-- Begin --

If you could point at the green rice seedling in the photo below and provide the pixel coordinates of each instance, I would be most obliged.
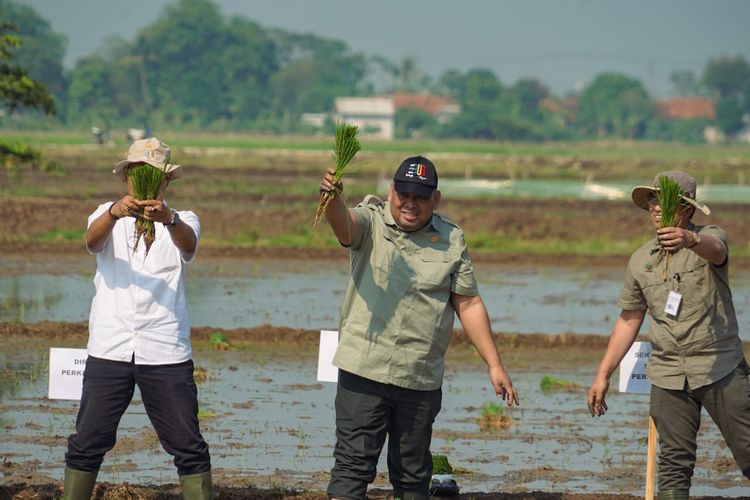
(219, 342)
(440, 465)
(669, 196)
(550, 383)
(148, 184)
(493, 417)
(346, 145)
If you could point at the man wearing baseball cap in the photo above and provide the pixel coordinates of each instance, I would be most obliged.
(139, 333)
(410, 273)
(681, 279)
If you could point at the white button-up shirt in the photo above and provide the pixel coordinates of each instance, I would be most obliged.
(139, 308)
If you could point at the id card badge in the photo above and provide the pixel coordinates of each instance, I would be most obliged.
(673, 303)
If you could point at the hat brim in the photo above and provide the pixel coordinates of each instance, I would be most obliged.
(120, 167)
(641, 194)
(413, 187)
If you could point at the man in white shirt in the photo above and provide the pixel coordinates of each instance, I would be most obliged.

-- End --

Leave the pictures out, and transcribe each of the records exactly.

If you could point at the green rice seedling in the photo below and provide the pixel coordinates of each instance, I would be most obliged.
(219, 342)
(440, 465)
(669, 196)
(550, 383)
(148, 184)
(493, 417)
(346, 145)
If you could point at the man wearing baseball cap in the photo above and provide the pixel coordinates of each instance, I would be most obliged.
(139, 333)
(410, 273)
(681, 279)
If you could point at the white button-up shirt in the photo above and provide the pixel coordinates of each instance, I would be most obliged.
(139, 308)
If you could point at the id card badge in the photo above and provide the pixel coordinates of each instance, I would be most obliged.
(673, 303)
If you could point at the hat brim in the photo above and provide the pixel coordinates of each instance, I would be most obliged.
(120, 167)
(641, 194)
(413, 187)
If you could point at the man in white shirt in the photo above and provide the pixel coordinates of each instance, I would be most obliged.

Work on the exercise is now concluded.